* [What the task requires]
From the article on rural obstetrics unit closures, copy word for word the passage that begins at "The report said" and stops after "their obstetrics units.".

* [Extract provided]
Financing and ownership of hospitals by rural and urban location and obstetric service provision status. (Source: Rural and Urban Hospital Characteristics by Obstetric Service Provision Status, 2010-2018)

A new study from the University of Minnesota Rural Health Research Center has found that when rural hospitals close their obstetrics units, it puts Black and Indigenous mothers at a far greater risk.

Julia Interrante, and Katy Kozhimannil, co-authors of the report, said that the closures of the obstetrics units in hospitals mean black women and infants are more at risk of mortality because of those closures. That’s because the hospitals that close their obstetrics units are more likely to be located in counties where the majority of residents are non-white or Hispanic.

But, the researchers said, the lack of an obstetrics unit did not correspond to a lack of women of reproductive age. Regardless of whether the hospital was in urban or rural areas, or whether it had closed its obstetrics unit, about one in five of the local residents was a woman of childbearing age.

“Just because you close that service doesn’t mean the need goes away,” Kozhimannil said.

Globally, the United States ranks 56th in maternal mortality rate, with 19 deaths for every 100,000 live births – the same as Romania, Moldova, Latvia and Ukraine. And according to the America’s Health Rankings Annual Report in 2018, the American infant mortality rate is 5.9 deaths for every 1,000 births, putting the country 33 out of 36 developed countries. 

The report said that Black women experience 40.8 maternal deaths for every 100,000 live births. For black children, the infant mortality rate is  11 for every 1,000 live births, nearly twice the average.

“These disparities are devastating for families and communities and we must work to eliminate them,” said Emily Petersen, M.D., medical officer at CDC’s Division of Reproductive Health and lead author of the report. “There is an urgent need to identify and evaluate the complex factors contributing to these disparities and to design interventions that will reduce preventable pregnancy-related deaths.”

Because of that, Interrante and Kozhimannil, and others, researched the differences between urban and rural hospitals that provide obstetrics services and compared them to rural hospitals that had closed their obstetrics units.

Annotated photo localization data
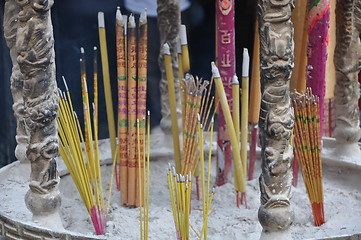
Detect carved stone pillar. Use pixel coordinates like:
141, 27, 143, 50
157, 0, 181, 134
258, 0, 294, 231
16, 0, 62, 228
3, 0, 29, 162
334, 0, 361, 150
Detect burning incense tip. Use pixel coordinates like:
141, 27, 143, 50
58, 88, 64, 98
211, 62, 221, 78
115, 7, 123, 23
242, 48, 249, 77
232, 75, 239, 85
98, 12, 105, 28
61, 76, 69, 92
177, 39, 182, 54
163, 43, 170, 55
83, 79, 88, 93
139, 8, 147, 23
179, 24, 188, 45
129, 13, 135, 27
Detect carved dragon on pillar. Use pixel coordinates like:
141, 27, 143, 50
4, 0, 61, 227
3, 0, 28, 162
258, 0, 294, 231
334, 0, 361, 144
157, 0, 181, 134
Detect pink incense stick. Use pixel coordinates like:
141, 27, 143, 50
306, 0, 330, 137
216, 0, 236, 186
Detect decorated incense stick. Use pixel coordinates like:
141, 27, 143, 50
216, 0, 236, 186
248, 20, 261, 180
212, 62, 246, 199
127, 14, 137, 207
163, 43, 181, 172
98, 12, 116, 161
241, 48, 249, 184
290, 1, 308, 91
306, 0, 330, 137
292, 88, 325, 226
137, 9, 148, 206
116, 8, 128, 191
178, 25, 191, 73
232, 75, 239, 204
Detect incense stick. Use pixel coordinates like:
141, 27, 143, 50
291, 88, 325, 226
163, 43, 181, 172
98, 12, 116, 163
116, 7, 128, 193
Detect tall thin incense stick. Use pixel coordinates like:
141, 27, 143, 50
163, 43, 181, 172
126, 14, 137, 207
116, 8, 128, 193
212, 62, 246, 195
216, 0, 236, 186
137, 9, 148, 206
178, 25, 191, 74
241, 48, 249, 182
98, 12, 116, 162
306, 0, 330, 137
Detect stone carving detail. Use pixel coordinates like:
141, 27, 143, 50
334, 0, 361, 143
258, 0, 294, 231
4, 0, 28, 162
5, 0, 61, 226
157, 0, 180, 134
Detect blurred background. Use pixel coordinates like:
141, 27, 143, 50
0, 0, 257, 167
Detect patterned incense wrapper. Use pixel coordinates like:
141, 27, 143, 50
127, 15, 137, 206
137, 9, 148, 205
306, 0, 330, 137
216, 0, 236, 186
116, 9, 128, 198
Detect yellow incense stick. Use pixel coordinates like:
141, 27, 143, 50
241, 48, 249, 175
116, 8, 128, 195
98, 12, 116, 163
212, 62, 246, 193
163, 43, 181, 172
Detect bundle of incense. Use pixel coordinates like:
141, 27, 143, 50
98, 12, 116, 161
57, 75, 116, 235
137, 111, 150, 240
137, 10, 148, 206
306, 0, 330, 136
216, 1, 236, 186
116, 8, 148, 207
212, 62, 247, 207
116, 7, 128, 192
291, 88, 325, 226
181, 74, 209, 175
167, 167, 192, 240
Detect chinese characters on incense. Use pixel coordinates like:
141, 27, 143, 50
116, 9, 148, 207
216, 0, 236, 186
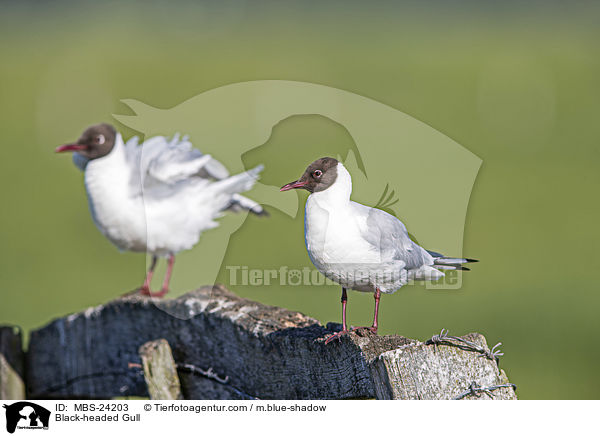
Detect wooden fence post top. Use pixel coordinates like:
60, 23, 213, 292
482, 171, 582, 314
27, 286, 516, 399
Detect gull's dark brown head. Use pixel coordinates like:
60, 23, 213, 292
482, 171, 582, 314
55, 123, 117, 160
280, 157, 339, 193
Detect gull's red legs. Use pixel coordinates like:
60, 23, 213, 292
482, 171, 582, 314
325, 288, 349, 344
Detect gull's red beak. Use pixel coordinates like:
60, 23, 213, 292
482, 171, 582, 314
54, 144, 87, 153
279, 180, 308, 192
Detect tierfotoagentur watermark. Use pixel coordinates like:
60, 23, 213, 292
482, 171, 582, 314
225, 264, 462, 289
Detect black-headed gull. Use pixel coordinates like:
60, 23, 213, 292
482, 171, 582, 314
280, 157, 476, 343
56, 124, 266, 297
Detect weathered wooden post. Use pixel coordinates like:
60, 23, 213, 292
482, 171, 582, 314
140, 339, 183, 400
0, 326, 25, 400
19, 286, 516, 399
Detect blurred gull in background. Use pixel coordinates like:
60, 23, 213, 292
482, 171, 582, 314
56, 124, 267, 297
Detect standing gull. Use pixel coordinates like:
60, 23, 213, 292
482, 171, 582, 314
56, 124, 266, 297
280, 157, 476, 343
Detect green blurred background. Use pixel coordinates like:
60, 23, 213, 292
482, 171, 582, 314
0, 1, 600, 399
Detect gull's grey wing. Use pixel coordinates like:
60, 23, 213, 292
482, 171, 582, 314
125, 134, 229, 192
351, 202, 433, 270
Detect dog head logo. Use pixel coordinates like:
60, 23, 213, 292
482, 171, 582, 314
3, 401, 50, 433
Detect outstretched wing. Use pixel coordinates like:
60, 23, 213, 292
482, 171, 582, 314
125, 134, 229, 192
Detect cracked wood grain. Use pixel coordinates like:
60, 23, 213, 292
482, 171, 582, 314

* [The completed task]
The report said that Black women experience 40.8 maternal deaths for every 100,000 live births. For black children, the infant mortality rate is  11 for every 1,000 live births, nearly twice the average.

“These disparities are devastating for families and communities and we must work to eliminate them,” said Emily Petersen, M.D., medical officer at CDC’s Division of Reproductive Health and lead author of the report. “There is an urgent need to identify and evaluate the complex factors contributing to these disparities and to design interventions that will reduce preventable pregnancy-related deaths.”

Because of that, Interrante and Kozhimannil, and others, researched the differences between urban and rural hospitals that provide obstetrics services and compared them to rural hospitals that had closed their obstetrics units.